--- WRITTEN INSTRUCTION ---
Recast each line of the items below as a Markdown table with two columns, Row for the row number and Line for the line, skipping blank lines. Leave the pictures out of the answer.

[Dataset rows]
* * * * * * *
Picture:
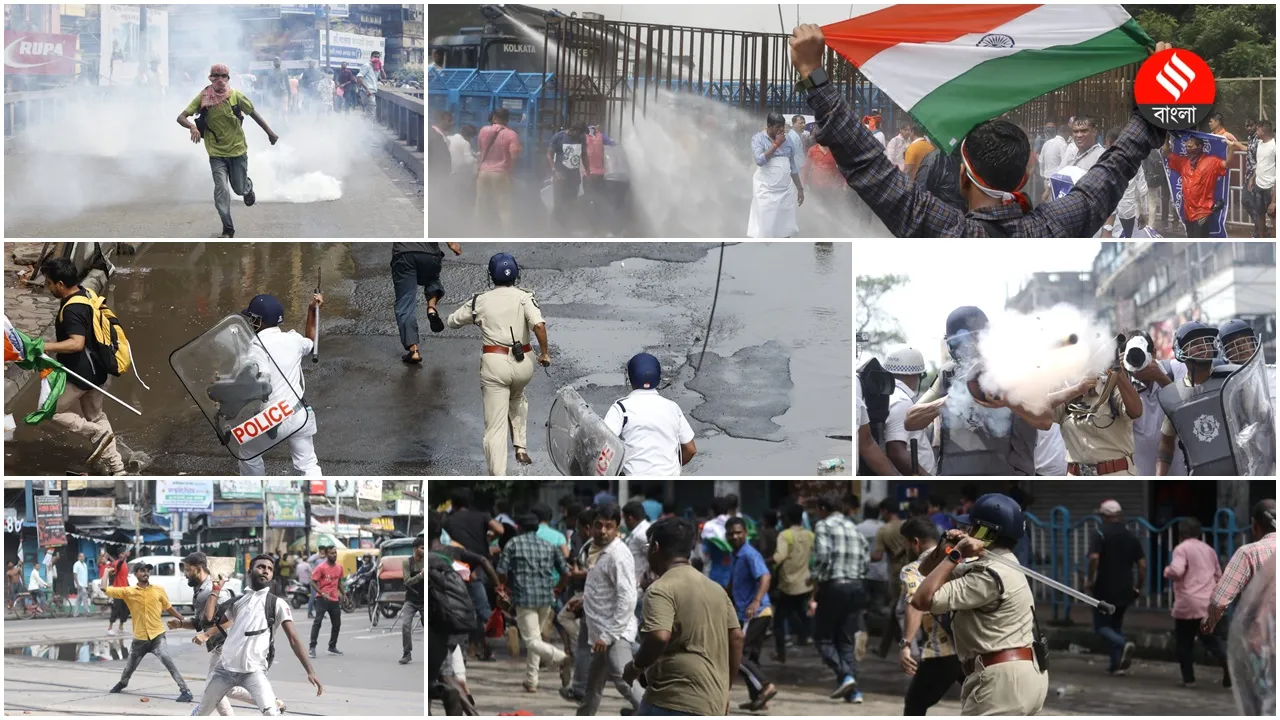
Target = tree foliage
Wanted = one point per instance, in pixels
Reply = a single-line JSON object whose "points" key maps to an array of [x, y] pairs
{"points": [[1234, 40], [877, 327]]}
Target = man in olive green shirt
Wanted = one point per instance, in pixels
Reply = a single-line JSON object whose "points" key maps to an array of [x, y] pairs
{"points": [[693, 642], [223, 110]]}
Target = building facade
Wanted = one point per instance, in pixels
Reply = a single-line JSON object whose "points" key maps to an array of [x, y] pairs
{"points": [[1157, 286]]}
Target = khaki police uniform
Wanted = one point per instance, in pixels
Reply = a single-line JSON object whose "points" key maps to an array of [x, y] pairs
{"points": [[1098, 438], [502, 313], [986, 621]]}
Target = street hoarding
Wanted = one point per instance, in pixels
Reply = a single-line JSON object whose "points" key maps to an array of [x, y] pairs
{"points": [[350, 48], [123, 44], [241, 488], [49, 520], [99, 506], [286, 510], [236, 515], [184, 496], [39, 53], [370, 490]]}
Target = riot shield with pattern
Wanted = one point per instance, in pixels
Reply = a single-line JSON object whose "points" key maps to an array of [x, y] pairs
{"points": [[240, 388], [579, 441], [1249, 417]]}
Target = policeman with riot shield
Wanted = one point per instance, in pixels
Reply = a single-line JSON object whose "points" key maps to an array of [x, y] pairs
{"points": [[246, 377], [876, 387], [1239, 342], [979, 434], [654, 429], [1220, 414], [506, 317]]}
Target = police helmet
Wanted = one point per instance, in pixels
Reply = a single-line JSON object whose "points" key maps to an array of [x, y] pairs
{"points": [[992, 516], [1196, 342], [264, 311], [503, 269], [644, 372], [905, 361], [963, 327], [1239, 341]]}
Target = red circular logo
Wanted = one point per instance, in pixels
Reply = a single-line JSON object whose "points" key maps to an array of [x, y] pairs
{"points": [[1174, 77]]}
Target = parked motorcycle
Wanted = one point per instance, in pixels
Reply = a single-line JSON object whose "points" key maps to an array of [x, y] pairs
{"points": [[297, 593], [356, 591]]}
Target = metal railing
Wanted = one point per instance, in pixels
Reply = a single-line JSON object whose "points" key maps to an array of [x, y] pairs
{"points": [[402, 113], [1059, 547]]}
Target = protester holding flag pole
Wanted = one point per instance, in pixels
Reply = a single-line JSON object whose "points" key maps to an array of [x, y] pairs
{"points": [[951, 89]]}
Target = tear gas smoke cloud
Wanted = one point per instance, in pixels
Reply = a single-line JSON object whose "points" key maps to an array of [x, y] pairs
{"points": [[1027, 356], [122, 145], [1023, 359]]}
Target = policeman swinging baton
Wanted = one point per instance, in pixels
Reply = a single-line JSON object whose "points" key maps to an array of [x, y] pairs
{"points": [[982, 529]]}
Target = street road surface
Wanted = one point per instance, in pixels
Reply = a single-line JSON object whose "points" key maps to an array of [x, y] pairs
{"points": [[773, 396], [804, 683], [65, 666]]}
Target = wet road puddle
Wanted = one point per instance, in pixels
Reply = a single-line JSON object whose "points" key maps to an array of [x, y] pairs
{"points": [[91, 651]]}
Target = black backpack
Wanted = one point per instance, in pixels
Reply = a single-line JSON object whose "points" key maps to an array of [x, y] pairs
{"points": [[449, 607], [269, 606], [202, 119]]}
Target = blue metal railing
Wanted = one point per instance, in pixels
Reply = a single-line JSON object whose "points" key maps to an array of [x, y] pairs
{"points": [[1059, 547]]}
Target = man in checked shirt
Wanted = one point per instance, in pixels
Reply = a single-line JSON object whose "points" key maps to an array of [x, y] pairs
{"points": [[995, 156], [840, 565], [1246, 564]]}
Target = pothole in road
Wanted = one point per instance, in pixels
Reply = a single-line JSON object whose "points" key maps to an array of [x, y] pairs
{"points": [[91, 651]]}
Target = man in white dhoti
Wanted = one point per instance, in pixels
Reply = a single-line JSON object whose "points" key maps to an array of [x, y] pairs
{"points": [[773, 199]]}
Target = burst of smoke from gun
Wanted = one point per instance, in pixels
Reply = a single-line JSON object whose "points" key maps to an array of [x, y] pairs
{"points": [[1024, 358]]}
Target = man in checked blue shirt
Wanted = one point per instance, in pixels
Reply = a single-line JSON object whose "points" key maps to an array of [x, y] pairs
{"points": [[528, 565], [995, 156], [840, 564]]}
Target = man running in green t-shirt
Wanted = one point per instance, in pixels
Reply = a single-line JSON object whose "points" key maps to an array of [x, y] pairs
{"points": [[223, 110]]}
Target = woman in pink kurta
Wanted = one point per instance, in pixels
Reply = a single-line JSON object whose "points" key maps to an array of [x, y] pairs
{"points": [[1194, 570]]}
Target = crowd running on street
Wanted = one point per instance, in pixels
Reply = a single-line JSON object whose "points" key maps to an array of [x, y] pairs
{"points": [[672, 607]]}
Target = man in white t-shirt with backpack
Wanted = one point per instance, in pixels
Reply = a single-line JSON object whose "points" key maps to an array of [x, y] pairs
{"points": [[250, 646]]}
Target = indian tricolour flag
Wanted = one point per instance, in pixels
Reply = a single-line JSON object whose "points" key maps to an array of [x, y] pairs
{"points": [[952, 67]]}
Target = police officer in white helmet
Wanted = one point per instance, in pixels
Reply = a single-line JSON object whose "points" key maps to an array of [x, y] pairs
{"points": [[906, 365]]}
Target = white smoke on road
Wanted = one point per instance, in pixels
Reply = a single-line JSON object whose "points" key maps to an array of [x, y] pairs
{"points": [[1024, 358], [115, 146]]}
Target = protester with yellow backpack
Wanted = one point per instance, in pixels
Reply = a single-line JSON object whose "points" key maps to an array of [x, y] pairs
{"points": [[91, 343]]}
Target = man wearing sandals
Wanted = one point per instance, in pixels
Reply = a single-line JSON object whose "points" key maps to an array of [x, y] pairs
{"points": [[417, 265], [506, 315]]}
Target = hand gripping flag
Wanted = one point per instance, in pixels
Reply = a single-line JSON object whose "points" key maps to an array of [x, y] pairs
{"points": [[28, 354], [952, 67]]}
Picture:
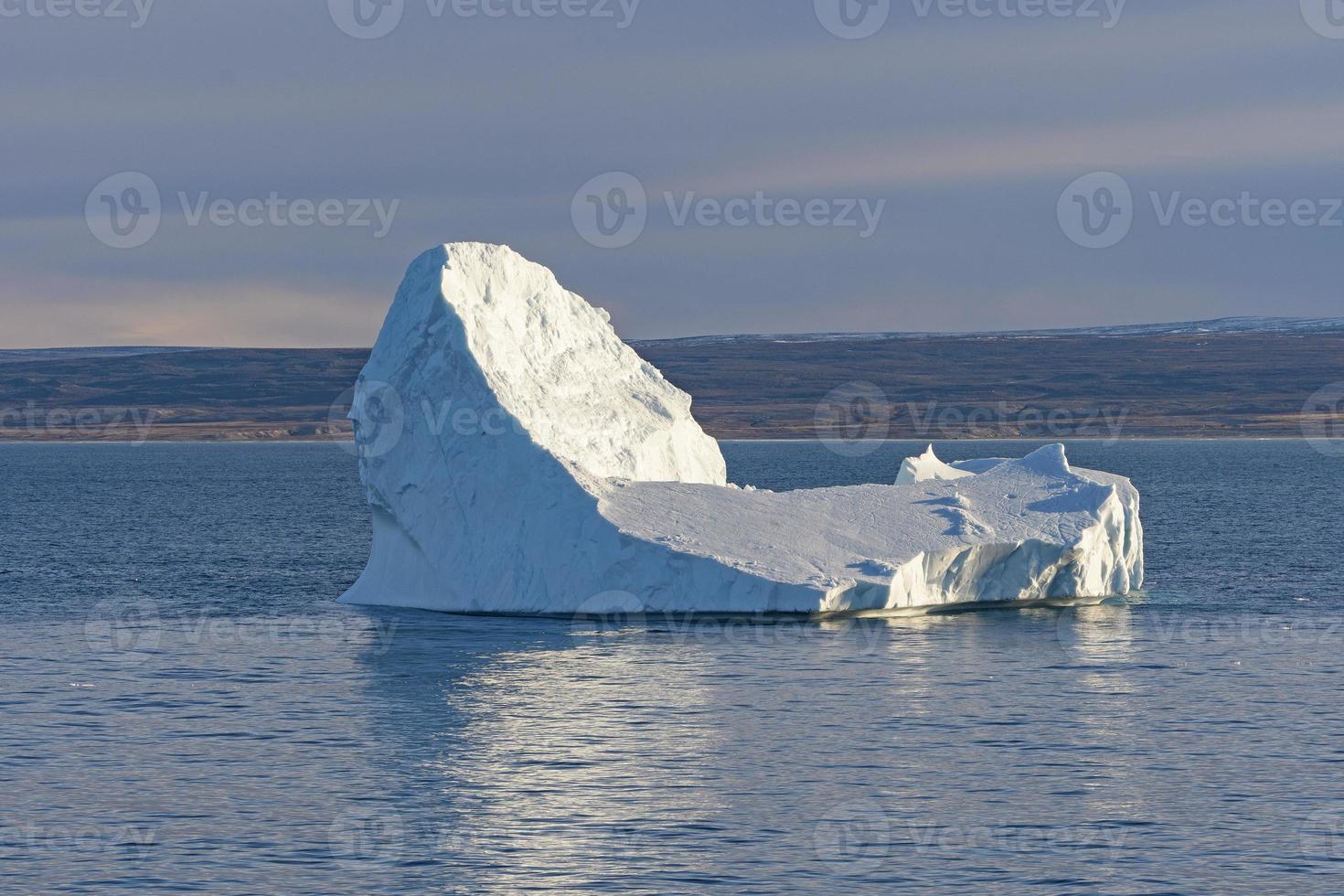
* * * * * * *
--- ANSWER IN FULL ---
| Row | Line |
|---|---|
| 1 | Picture: |
| 2 | Target = tree foliage |
| 3 | Wanted = one point per instance, in pixels |
| 4 | Reply = a single-line JSON object whose "points" key maps to an array of [x, y] pairs |
| 5 | {"points": [[1234, 40], [877, 327]]} |
| 6 | Target = man in olive green shirt |
| 7 | Wanted = one point per instance, in pixels |
| 8 | Reply = a single-line JSON object whose "points" key maps to an array of [x, y] pairs |
| 9 | {"points": [[693, 642], [223, 110]]} |
| 10 | Target = building facade |
| 11 | Wanted = one point per instance, in pixels |
| 12 | Reply = a single-line JSON object whose "points" key maps to an array of [x, y] pairs |
| 13 | {"points": [[1157, 286]]} |
| 14 | Target = khaki police uniform |
| 15 | Wanted = one point per instance, in pixels |
| 16 | Reply = a single-line JSON object whose "points" key maps to an array of [x, y] pairs |
| 17 | {"points": [[1098, 438], [502, 313], [986, 621]]} |
| 18 | Target = street hoarding |
| 19 | Wanted = one point per instance, in pixels |
| 20 | Reply = a single-line JSON object whose "points" key maps to an array of [x, y] pairs |
| 21 | {"points": [[350, 48], [123, 44], [241, 488], [49, 520], [99, 506], [286, 510], [236, 515], [184, 496], [39, 53], [370, 490]]} |
| 22 | Target = riot shield with pattern |
| 23 | Wanted = one point per instance, in pixels |
| 24 | Reply = a single-line JSON object whose "points" key maps to an array of [x, y] pairs |
| 25 | {"points": [[240, 388], [579, 441], [1249, 417]]} |
| 26 | Target = policeman with riot shield |
| 27 | Wanted = one point per instance, in pixels |
| 28 | Reply = a single-line JSON object whose "points" key maps to an array of [x, y] pairs |
| 29 | {"points": [[246, 377], [876, 387], [1239, 342], [979, 434], [654, 429], [1220, 414], [506, 317]]} |
| 30 | Target = police helmet |
| 31 | Wanted = one point per instance, in pixels |
| 32 | Reply = a single-line JSON object whose "points" key maps to an array of [x, y] pairs |
| 33 | {"points": [[992, 516], [1196, 342], [264, 311], [503, 269], [644, 372], [905, 361], [963, 327], [1239, 341]]} |
| 34 | Target = red circular logo |
| 35 | Wanted = one point per instance, in pixels |
| 36 | Reply = a single-line JSON object whose "points" key maps to an array of [x, y] pairs |
| 37 | {"points": [[1174, 77]]} |
| 38 | Target = parked motorcycle |
| 39 | Wanted = one point per instance, in pixels |
| 40 | Reply = a single-line JSON object whose "points" key maps to an array of [x, y] pairs |
| 41 | {"points": [[297, 593], [356, 591]]} |
| 42 | Target = metal railing |
| 43 | Wanted = one point per instance, in pixels |
| 44 | Reply = a single-line JSON object whose "points" key maps to an array of [x, y] pairs |
| 45 | {"points": [[402, 113], [1059, 547]]} |
| 46 | Target = protester holding flag pole |
| 47 | Wanted = one point per instance, in pixels |
| 48 | Reply = a single-line JSON object whose "points" key maps to an array of [x, y] pairs |
| 49 | {"points": [[951, 89]]} |
| 50 | Target = tear gas smoke cloud |
| 51 | Wanted = one point per instance, in pixels |
| 52 | Reply = a single-line JSON object whose "points" key maps to an array of [x, y] pairs |
| 53 | {"points": [[1027, 356], [122, 145], [1023, 359]]} |
| 54 | Target = policeman swinging baton |
| 55 | Wanted = one point per instance, in pixels |
| 56 | Reply = a single-line JSON object whose "points" key maps to an array of [x, y] pairs |
| 57 | {"points": [[982, 529]]} |
| 58 | Target = street road surface |
| 59 | Wanted = one point per instance, in pixels |
| 60 | Reply = a single-line JSON object whose "points" key maps to an array of [x, y] pairs |
| 61 | {"points": [[773, 396], [804, 683], [65, 666]]} |
| 62 | Target = wet road puddle |
| 63 | Wanted = one point per instance, in pixels |
| 64 | Reply = a single-line JSON object whose "points" key maps to an array of [x, y] pairs |
| 65 | {"points": [[91, 651]]} |
| 66 | Target = black backpack |
| 67 | Wanted = one point per instance, in pixels |
| 68 | Reply = a single-line JSON object whose "points" key maps to an array of [x, y] pairs |
| 69 | {"points": [[449, 607], [269, 606], [202, 119]]} |
| 70 | Target = blue metal railing |
| 71 | Wanted = one point per instance, in pixels |
| 72 | Reply = a single-line JSON object whose "points" key maps to an array of [x, y] pairs |
| 73 | {"points": [[1059, 547]]} |
| 74 | Target = man in checked shirt |
| 75 | Wanted = one point per instance, in pixels |
| 76 | Reply = a single-line JSON object whose "points" key maps to an array of [x, y] pairs |
| 77 | {"points": [[995, 156], [840, 565], [1246, 564]]} |
| 78 | Target = pothole in road |
| 79 | Wanted = one point per instance, in pixels |
| 80 | Reply = a single-line JSON object whose "points" key maps to an array of [x, y] pairs |
| 81 | {"points": [[91, 651]]} |
| 82 | Target = man in white dhoti |
| 83 | Wanted = one point per instance, in pixels |
| 84 | Reply = a single-line JSON object whose "points" key maps to an array of [x, y] pairs |
| 85 | {"points": [[773, 199]]} |
| 86 | Target = burst of smoke from gun |
| 87 | Wanted = one point per instance, in pixels |
| 88 | Reply = a single-line JSON object whose "points" key maps to an array of [x, y] pairs |
| 89 | {"points": [[1024, 358]]} |
| 90 | Target = man in checked blue shirt |
| 91 | Wanted = one point per instance, in pixels |
| 92 | Reply = a single-line JSON object whose "points" key maps to an array of [x, y] pairs |
| 93 | {"points": [[528, 565], [995, 156], [840, 564]]} |
| 94 | Target = man running in green t-shirt |
| 95 | Wanted = one point per instance, in pixels |
| 96 | Reply = a single-line JSON object whose "points" key maps to an array of [x, y] pairs |
| 97 | {"points": [[223, 110]]} |
| 98 | Target = woman in pink kurta |
| 99 | Wanted = one point per instance, in pixels |
| 100 | Reply = a single-line JSON object whose "points" key maps to an array of [x, y] pairs |
| 101 | {"points": [[1194, 570]]} |
| 102 | Target = crowd running on street |
| 103 | Wanted = one point per instance, in pixels |
| 104 | Reply = a single-line JSON object whose "points" key maps to an array of [x, y] pairs |
| 105 | {"points": [[672, 607]]} |
| 106 | Target = man in white t-shirt with backpack |
| 107 | Wanted = one point per instance, in pixels |
| 108 | Reply = a single-line JSON object whose "points" key maps to an array of [x, y] pairs |
| 109 | {"points": [[250, 646]]} |
| 110 | Target = indian tricolour flag |
| 111 | Wanted = one point per instance, in pixels |
| 112 | Reply = a single-line JSON object whose "points" key maps to an array of [x, y] pairs |
| 113 | {"points": [[952, 67]]} |
| 114 | Target = police officer in white helmet |
| 115 | Wanted = one point per instance, in pixels |
| 116 | Reply = a single-line JSON object whose "points" key maps to an array of [x, y] pairs |
| 117 | {"points": [[906, 365]]} |
| 118 | Target = white smoke on road |
| 119 | Wanted = one point per instance, in pixels |
| 120 | Reply = a single-line JSON object whose "points" key maps to an array of [x, y] pairs |
| 121 | {"points": [[1024, 358], [115, 146]]} |
| 122 | Target = protester with yellow backpack |
| 123 | Wanted = one point per instance, in pixels |
| 124 | Reply = a single-line JSON object whose "points" key maps to an array of [x, y] pairs |
| 125 | {"points": [[91, 343]]} |
| 126 | Target = man wearing sandals |
| 127 | Wanted = one point per instance, in pixels |
| 128 | Reply = a single-line JSON object whose "points" key maps to an array of [x, y] pairs |
| 129 | {"points": [[417, 265], [506, 315]]} |
| 130 | Target = hand gripping flag |
| 131 | Wanted = one point per instance, in pixels |
| 132 | Reply = a single-line JSON object whose "points" key maps to an array of [x, y] pairs |
| 133 | {"points": [[28, 354], [952, 67]]} |
| 134 | Picture: |